TE MAKEN OPDRACHTEN:
1) Noem de personen die volgens de tekst elk op hetzelfde moment hetzelfde boek opstuurden.
2) Haal alstublieft uit de tekst het stuk dat begint bij "aan oorlog en" en eindigt bij "郎訳「焰と色」を送り来たる。", en neem het woordelijk over.

TEKST:
■ ■ ■ ■ ■ ■ ■

はるばると君送りし折鶴を支那女童めわらはの赤き掌に載す

Bovenstaand vier gedichten stammen uit 1941.

            Een gedicht, meteen na de veldslag van Zhongyuan, waarin ik mijn gevoelens verborgen hield.

één bureau ver

            is de afstand tot de muur waarop

                        ze aangeplakt staan

de namen van de gesneuvelden 

            die zich ’s avonds lastig laten lezen

tsukue hitotsu no / kyori aru kabe ni / harare-aru / senbotsushamei no / wakikataki yūbe

   中原会戦の前後、おもひをひそかにたのめりし歌。
つくゑひとつの距離ある壁に貼られある戦殁者名のき難き夕べ

1942.

            Ik kreeg van Yonegawa Minoru, Kondō Ichio en Yawata Senkaku elk op hetzelfde moment Stefan Pollatscheks Vlammen en kleuren in de vertaling van Shikiba Ryūzaburō opgestuurd.

aan Van Gogh denk ik

            met zijn afgesneden oor

                        ik denk aan eenzaamheid

                                    aan oorlog en het individu

                                                denk ik en kan niet slapen

mimi o kirishi / ban gohho o omoi / kodoku o omoi / sensō to kojin o / omoite nemurazu

   米川稔、近藤市雄、矢幡千鶴の三氏より、それぞれ時を同じくしてステファン・ボラチェック作、式場隆三郎訳「焰と色」を送り来たる。

■ ■ ■ ■ ■ ■ ■

GEGEVENSFRAGMENT:
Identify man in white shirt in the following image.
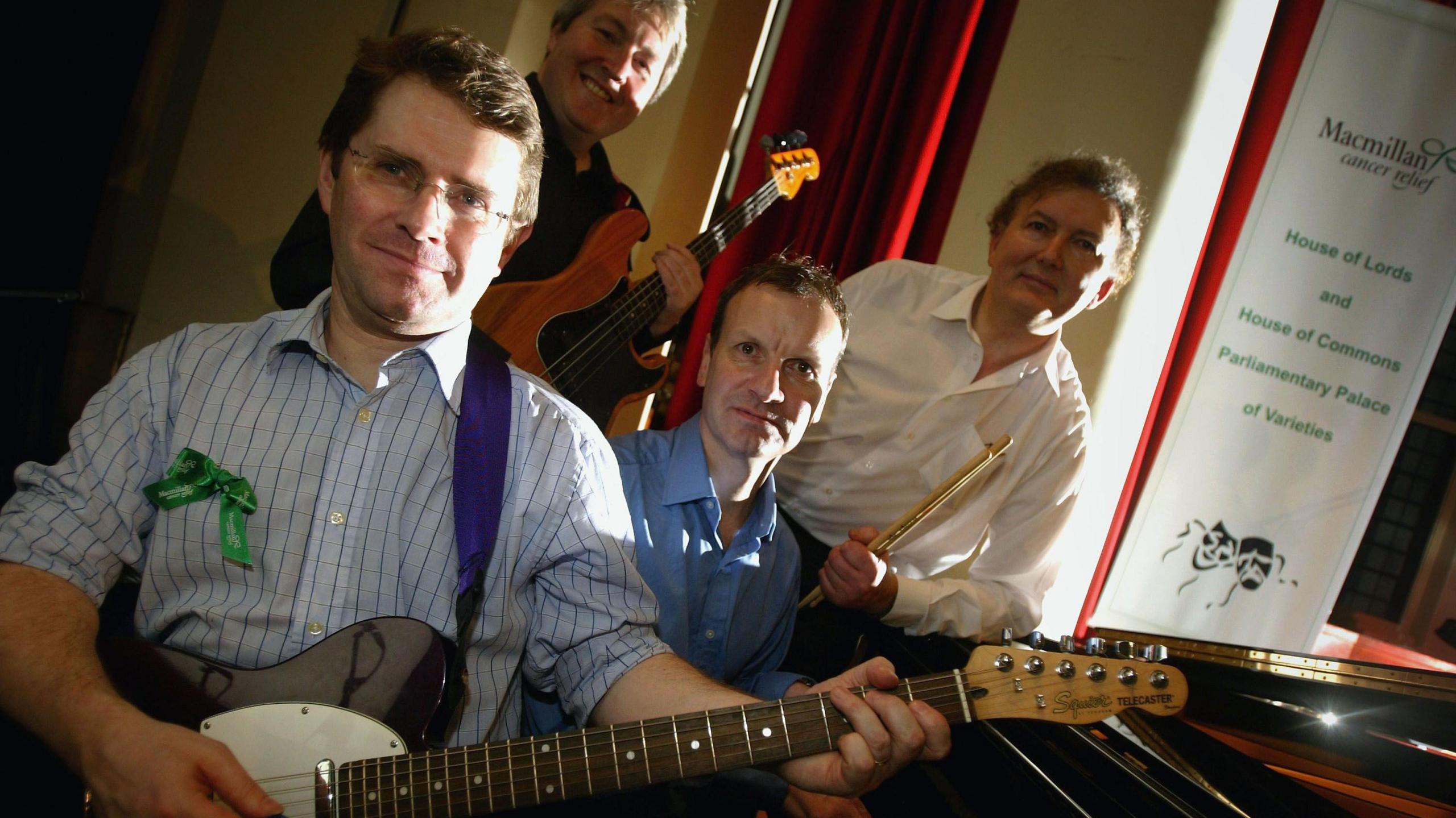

■ ■ ■ ■ ■ ■ ■

UITGESCHREVEN ANTWOORDEN:
1) Yonegawa Minoru, Kondō Ichio en Yawata Senkaku.

2)
aan oorlog en het individu

                                                denk ik en kan niet slapen

mimi o kirishi / ban gohho o omoi / kodoku o omoi / sensō to kojin o / omoite nemurazu

   米川稔、近藤市雄、矢幡千鶴の三氏より、それぞれ時を同じくしてステファン・ボラチェック作、式場隆三郎訳「焰と色」を送り来たる。